== Tasks to perform ==
[1] Answer these questions from the article on Shubham Banerjee's Braille printer:
(a) Which school subjects does Banerjee name as his favorites?
(b) What did Banerjee build his printer out of?
(c) In what city is the family's home?
[2] Go on with the article on Shubham Banerjee's Braille printer, picking up after its final sentence.

== Supplied passage ==
Shubham Banerjee
Courtesy Braigo Labs Inc.
"Math sucks," Banerjee, who loves playing football and gets mostly A's and B's at his middle school, tells PEOPLE, laughing. "I just don't like it. My favorite subjects are Spanish and biology."
Banerjee's creation, which he constructed out of Legos for a science-fair project earlier this year, is a low-cost Braille printer that he hopes to one day sell for a fraction of its current $2,000 price tag.
"We've funded young entrepreneurs, but no one this young – certainly not in middle school," a spokesman for Intel Capital says. The venture-capital firm recently announced an investment deal with Banerjee's company, Braigo Labs, that one source estimates is worth several hundred thousand dollars.
In September, Banerjee attended a conference organized by Intel, the computer chip manufacturer that makes the microprocessor the teenager uses in his printer. That's when an executive from the company surprised him with the deal.
"When he heard the news, he turned to me and said, 'What did he just say?' " recalls Banerjee's father, Neil, who describes his son as a "calm, deep thinker who is very passionate about the plight of other people."
The genesis for Banerjee's Braille printer came one morning when he spotted a flyer on the doorstep of the family's home in San Jose, California, asking for donations for the visually impaired. An inquisitive kid, he confesses that he'd never met a blind person, but he suddenly found himself wondering how they read.

[Text-to-region grounding data]
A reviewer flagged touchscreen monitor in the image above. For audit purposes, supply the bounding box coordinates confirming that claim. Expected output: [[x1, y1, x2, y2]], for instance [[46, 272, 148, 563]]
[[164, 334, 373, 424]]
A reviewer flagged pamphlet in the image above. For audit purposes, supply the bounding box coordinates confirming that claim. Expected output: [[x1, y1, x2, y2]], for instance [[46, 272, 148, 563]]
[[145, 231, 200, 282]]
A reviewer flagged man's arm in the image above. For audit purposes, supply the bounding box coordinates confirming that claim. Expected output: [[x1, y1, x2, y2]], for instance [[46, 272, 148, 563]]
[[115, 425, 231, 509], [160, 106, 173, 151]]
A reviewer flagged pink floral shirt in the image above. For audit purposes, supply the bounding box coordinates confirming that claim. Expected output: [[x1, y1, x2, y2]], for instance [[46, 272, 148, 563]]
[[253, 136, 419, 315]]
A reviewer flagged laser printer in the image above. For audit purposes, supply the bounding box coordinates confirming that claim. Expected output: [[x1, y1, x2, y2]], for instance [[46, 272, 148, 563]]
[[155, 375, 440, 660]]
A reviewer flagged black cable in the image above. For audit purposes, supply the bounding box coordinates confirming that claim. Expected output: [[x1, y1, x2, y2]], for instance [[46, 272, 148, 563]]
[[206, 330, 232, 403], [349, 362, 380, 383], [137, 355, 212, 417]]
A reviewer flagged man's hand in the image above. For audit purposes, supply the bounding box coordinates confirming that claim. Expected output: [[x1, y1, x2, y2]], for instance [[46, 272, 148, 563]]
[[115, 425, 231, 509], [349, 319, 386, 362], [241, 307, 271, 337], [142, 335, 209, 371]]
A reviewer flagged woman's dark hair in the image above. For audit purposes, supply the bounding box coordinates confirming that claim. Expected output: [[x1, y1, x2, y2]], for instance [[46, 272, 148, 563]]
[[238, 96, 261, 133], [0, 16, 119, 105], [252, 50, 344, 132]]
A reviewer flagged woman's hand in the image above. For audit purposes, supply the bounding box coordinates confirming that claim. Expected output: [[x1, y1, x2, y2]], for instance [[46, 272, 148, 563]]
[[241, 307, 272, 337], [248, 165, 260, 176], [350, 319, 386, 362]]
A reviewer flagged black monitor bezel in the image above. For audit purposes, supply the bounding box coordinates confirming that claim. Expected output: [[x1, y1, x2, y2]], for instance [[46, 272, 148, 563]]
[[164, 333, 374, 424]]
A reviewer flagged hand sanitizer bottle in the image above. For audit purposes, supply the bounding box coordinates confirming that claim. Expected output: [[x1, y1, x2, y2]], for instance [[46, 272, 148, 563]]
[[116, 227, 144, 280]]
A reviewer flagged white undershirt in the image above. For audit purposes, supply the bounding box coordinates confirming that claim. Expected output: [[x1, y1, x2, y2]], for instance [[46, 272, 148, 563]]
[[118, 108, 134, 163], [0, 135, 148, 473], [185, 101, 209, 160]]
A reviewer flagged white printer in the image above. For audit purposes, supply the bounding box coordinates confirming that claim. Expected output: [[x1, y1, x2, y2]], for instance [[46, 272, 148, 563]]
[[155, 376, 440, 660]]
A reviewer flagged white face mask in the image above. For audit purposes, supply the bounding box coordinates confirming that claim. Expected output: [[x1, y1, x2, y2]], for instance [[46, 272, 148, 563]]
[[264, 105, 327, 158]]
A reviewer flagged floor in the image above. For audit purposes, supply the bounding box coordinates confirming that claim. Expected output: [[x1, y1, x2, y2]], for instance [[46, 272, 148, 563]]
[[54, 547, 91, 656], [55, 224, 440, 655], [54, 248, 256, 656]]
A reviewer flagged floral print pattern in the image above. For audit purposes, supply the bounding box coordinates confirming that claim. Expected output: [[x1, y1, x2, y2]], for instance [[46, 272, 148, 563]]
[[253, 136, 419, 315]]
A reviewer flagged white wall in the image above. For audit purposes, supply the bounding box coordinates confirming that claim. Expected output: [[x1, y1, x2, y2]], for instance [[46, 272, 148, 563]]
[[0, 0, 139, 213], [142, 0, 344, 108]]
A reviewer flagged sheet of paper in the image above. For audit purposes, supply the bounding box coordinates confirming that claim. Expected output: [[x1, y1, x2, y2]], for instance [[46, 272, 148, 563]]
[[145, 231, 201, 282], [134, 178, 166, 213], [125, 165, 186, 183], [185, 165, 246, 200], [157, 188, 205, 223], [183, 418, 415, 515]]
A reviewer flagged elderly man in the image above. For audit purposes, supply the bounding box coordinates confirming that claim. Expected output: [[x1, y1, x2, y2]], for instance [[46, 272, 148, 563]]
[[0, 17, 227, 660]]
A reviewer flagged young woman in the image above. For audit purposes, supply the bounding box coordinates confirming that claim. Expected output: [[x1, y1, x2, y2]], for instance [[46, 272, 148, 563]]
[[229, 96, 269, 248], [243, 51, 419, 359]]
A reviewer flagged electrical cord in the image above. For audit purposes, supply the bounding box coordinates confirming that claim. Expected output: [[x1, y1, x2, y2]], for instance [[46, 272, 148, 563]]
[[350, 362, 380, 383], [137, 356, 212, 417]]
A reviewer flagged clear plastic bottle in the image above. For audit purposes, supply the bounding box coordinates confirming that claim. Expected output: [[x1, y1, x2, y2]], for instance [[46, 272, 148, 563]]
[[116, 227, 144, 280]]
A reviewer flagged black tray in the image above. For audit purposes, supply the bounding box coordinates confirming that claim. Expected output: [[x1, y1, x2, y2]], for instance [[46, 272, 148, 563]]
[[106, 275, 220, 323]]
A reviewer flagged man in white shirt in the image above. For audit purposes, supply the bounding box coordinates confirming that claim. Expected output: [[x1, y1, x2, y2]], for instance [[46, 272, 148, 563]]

== Expected results ==
[1]
(a) Spanish and biology
(b) Legos
(c) San Jose, California

[2]
"I asked my parents," he says, "but they were busy and told me to Google it."
After a bit of research, he learned that an enormous percentage of the world's 285 million visually impaired people live in developing countries – and was shocked that the price tag for Braille printers puts the technology out of reach for nearly all of them.
"It just seemed so high, especially for all these people living in developing countries," he said. "I thought, 'I have to bring the cost down.' So I came up with my idea for a printer of my own that I built from Legos."
The young inventor, who works on fine-tuning his most recent prototype model "mostly when I get home from school and on weekends when I have spare time," is adjusting to life as a tech visionary.
"My title at the company is 'founder,' " he says. "I can't be the CEO because I'm not 18 yet."
What's next for the teenage wiz kid? "I just don't know," he says, laughing. "I could have an idea in the shower tomorrow."